* **Data to use**
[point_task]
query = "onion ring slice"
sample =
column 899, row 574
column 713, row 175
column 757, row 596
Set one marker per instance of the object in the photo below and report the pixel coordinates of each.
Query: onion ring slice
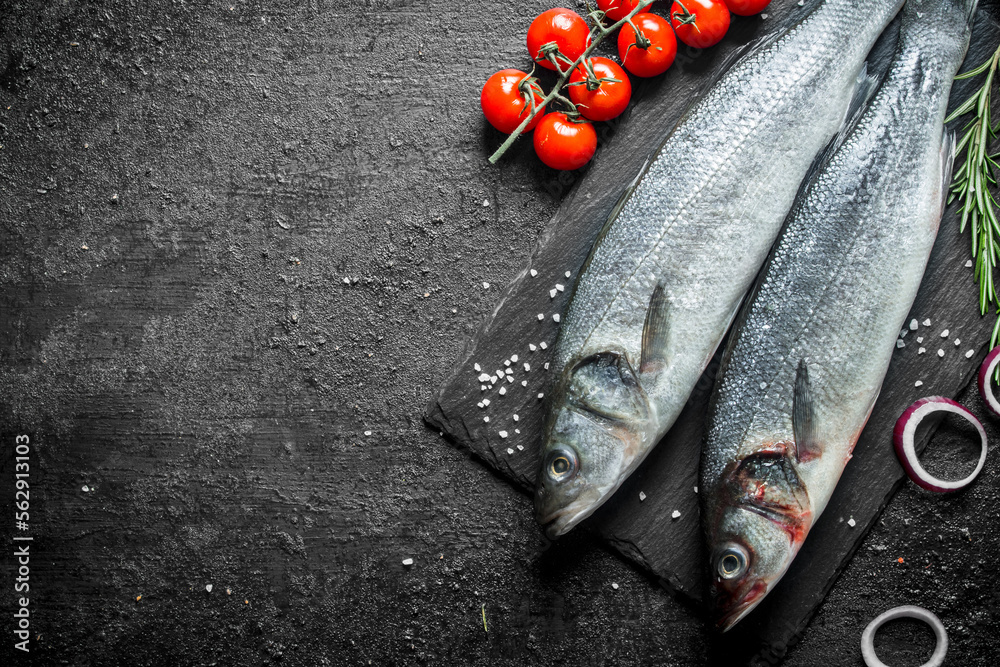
column 903, row 440
column 907, row 611
column 985, row 386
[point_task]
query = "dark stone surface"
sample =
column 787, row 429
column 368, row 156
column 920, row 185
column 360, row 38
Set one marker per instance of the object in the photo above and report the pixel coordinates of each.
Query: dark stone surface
column 183, row 190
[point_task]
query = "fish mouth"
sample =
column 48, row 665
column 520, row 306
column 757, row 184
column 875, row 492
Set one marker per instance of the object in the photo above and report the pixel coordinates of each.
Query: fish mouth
column 747, row 602
column 564, row 519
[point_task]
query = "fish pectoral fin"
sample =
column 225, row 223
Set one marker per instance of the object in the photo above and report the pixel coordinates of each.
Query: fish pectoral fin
column 654, row 332
column 807, row 445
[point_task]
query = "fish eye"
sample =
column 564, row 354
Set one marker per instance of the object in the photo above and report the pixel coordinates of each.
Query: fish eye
column 561, row 464
column 732, row 562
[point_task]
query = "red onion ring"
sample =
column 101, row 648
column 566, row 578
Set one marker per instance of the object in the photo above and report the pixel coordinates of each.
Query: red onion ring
column 903, row 440
column 907, row 611
column 985, row 386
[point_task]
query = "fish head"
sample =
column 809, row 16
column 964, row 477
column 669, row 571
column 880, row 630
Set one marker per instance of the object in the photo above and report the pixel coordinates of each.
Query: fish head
column 599, row 423
column 754, row 533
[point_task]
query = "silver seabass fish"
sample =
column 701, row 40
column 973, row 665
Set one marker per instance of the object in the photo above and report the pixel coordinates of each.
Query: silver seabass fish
column 812, row 346
column 668, row 272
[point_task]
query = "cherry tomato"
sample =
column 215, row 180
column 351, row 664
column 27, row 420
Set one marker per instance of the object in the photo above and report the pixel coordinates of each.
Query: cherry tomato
column 504, row 104
column 608, row 98
column 655, row 54
column 700, row 23
column 616, row 10
column 747, row 7
column 564, row 27
column 565, row 144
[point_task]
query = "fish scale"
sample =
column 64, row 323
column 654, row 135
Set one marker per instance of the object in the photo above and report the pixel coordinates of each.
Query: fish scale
column 699, row 224
column 820, row 329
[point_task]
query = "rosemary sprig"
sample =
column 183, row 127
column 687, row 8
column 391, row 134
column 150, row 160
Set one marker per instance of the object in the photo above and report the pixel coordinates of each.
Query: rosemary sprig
column 971, row 184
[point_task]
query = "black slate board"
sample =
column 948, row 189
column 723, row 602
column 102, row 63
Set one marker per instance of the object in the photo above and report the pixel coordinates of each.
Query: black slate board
column 642, row 530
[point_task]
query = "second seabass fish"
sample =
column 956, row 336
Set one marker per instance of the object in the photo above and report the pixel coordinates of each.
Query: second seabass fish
column 665, row 278
column 813, row 344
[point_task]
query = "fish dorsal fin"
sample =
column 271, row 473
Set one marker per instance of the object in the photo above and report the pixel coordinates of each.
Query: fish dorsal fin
column 803, row 416
column 654, row 332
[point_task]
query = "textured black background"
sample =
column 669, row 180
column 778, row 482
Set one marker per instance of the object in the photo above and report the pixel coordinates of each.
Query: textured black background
column 184, row 188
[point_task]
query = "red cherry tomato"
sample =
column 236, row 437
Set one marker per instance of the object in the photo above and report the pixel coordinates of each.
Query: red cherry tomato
column 651, row 56
column 747, row 7
column 564, row 144
column 564, row 27
column 616, row 10
column 700, row 23
column 608, row 98
column 504, row 104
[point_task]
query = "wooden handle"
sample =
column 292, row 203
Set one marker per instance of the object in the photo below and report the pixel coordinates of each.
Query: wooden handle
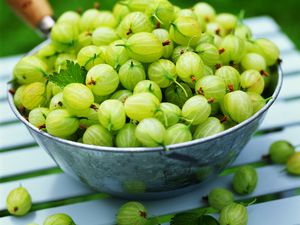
column 33, row 11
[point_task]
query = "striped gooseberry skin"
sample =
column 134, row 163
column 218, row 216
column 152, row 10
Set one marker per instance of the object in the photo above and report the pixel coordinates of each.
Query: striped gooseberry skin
column 104, row 36
column 185, row 31
column 132, row 213
column 59, row 218
column 268, row 50
column 169, row 114
column 102, row 79
column 168, row 44
column 238, row 106
column 77, row 97
column 174, row 94
column 230, row 76
column 64, row 36
column 228, row 21
column 180, row 50
column 131, row 73
column 161, row 13
column 140, row 106
column 133, row 23
column 126, row 136
column 144, row 47
column 61, row 123
column 177, row 133
column 37, row 117
column 18, row 201
column 190, row 67
column 56, row 102
column 211, row 87
column 111, row 114
column 70, row 17
column 148, row 86
column 209, row 54
column 209, row 127
column 34, row 95
column 90, row 56
column 254, row 61
column 121, row 95
column 30, row 69
column 252, row 81
column 234, row 214
column 162, row 72
column 150, row 132
column 97, row 135
column 116, row 55
column 232, row 49
column 87, row 20
column 105, row 19
column 120, row 11
column 196, row 110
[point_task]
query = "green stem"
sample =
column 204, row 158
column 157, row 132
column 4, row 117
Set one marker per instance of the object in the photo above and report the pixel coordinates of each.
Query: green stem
column 184, row 91
column 164, row 147
column 268, row 99
column 155, row 16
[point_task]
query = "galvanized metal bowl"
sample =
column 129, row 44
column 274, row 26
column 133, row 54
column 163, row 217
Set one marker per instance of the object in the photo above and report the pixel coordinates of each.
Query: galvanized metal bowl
column 148, row 173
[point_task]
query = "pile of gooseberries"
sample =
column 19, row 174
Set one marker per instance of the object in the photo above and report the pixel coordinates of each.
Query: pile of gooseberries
column 154, row 75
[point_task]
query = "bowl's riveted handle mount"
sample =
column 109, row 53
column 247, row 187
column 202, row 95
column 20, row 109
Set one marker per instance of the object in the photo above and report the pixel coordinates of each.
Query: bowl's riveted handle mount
column 37, row 13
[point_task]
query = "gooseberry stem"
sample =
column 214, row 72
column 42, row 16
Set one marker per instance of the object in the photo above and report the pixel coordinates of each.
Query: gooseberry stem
column 155, row 16
column 182, row 88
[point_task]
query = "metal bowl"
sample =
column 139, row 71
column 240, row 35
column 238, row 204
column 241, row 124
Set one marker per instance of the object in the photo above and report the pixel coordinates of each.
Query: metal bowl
column 149, row 173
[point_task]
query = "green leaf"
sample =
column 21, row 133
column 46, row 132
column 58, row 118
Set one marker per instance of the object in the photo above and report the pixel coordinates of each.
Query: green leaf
column 207, row 220
column 73, row 74
column 188, row 218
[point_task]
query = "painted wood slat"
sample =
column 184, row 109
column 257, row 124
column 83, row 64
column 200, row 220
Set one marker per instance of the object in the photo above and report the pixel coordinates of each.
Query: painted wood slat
column 24, row 161
column 282, row 114
column 259, row 145
column 291, row 63
column 102, row 212
column 281, row 40
column 14, row 135
column 46, row 188
column 290, row 87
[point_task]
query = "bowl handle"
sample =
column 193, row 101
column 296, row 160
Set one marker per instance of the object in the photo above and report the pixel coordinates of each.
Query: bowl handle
column 37, row 13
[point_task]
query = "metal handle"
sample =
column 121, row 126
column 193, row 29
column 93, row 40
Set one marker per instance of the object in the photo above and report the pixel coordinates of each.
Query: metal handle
column 37, row 13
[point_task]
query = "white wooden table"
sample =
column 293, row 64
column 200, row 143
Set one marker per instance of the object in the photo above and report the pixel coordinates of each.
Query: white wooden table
column 22, row 161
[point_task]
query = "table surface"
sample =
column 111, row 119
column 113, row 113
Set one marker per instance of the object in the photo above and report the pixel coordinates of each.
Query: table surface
column 23, row 162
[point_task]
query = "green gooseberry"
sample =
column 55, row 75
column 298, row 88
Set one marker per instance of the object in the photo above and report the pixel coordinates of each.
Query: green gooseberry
column 280, row 151
column 293, row 164
column 59, row 219
column 126, row 136
column 177, row 133
column 252, row 81
column 18, row 201
column 244, row 180
column 169, row 114
column 209, row 127
column 234, row 214
column 132, row 213
column 238, row 106
column 219, row 198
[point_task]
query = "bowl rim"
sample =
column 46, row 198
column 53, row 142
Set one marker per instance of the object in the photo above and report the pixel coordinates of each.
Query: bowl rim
column 145, row 149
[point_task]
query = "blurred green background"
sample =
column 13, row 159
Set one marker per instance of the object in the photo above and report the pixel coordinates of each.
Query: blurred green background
column 16, row 37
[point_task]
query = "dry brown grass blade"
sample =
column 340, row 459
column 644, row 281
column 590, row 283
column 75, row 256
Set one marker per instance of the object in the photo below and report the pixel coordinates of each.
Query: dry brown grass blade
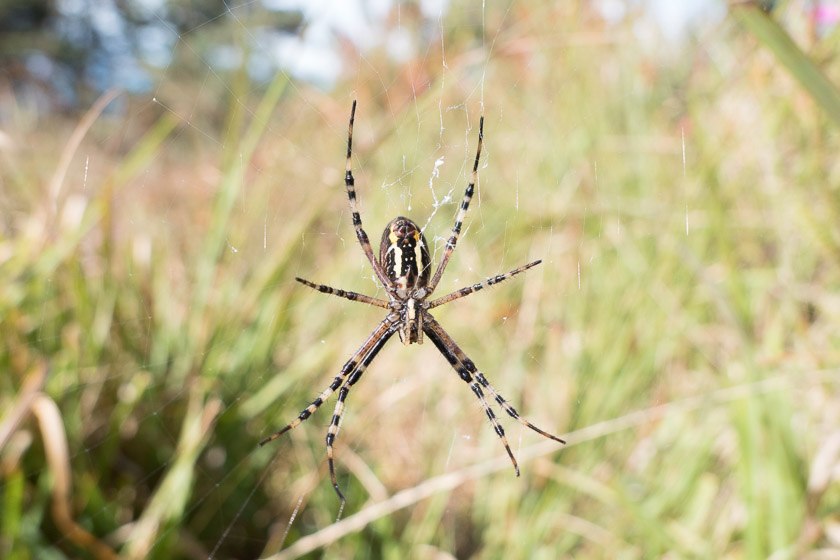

* **Task brief**
Please count the lines in the entries above that contain the string "blade", treating uppercase and lowercase as different, and give only that number.

* **Written answer**
2